Record list »
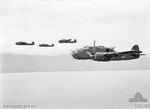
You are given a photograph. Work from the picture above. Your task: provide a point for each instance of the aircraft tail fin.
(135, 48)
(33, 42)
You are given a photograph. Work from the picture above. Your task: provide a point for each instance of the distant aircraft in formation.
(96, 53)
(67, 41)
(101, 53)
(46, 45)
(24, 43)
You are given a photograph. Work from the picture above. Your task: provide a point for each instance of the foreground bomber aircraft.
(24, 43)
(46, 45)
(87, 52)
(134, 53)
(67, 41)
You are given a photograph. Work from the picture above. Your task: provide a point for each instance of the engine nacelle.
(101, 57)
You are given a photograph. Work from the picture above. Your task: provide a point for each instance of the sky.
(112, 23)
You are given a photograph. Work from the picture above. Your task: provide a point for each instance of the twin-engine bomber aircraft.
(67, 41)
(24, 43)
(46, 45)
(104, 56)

---

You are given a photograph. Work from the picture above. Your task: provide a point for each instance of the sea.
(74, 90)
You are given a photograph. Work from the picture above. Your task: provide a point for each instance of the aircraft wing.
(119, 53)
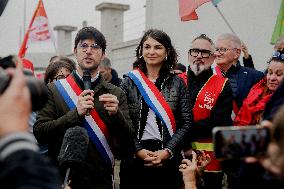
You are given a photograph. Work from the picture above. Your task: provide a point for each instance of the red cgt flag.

What the task asks » State how many lines of the entries above contain the string "bomber", treating case as significant. Give only the number.

Response to the exercise » 2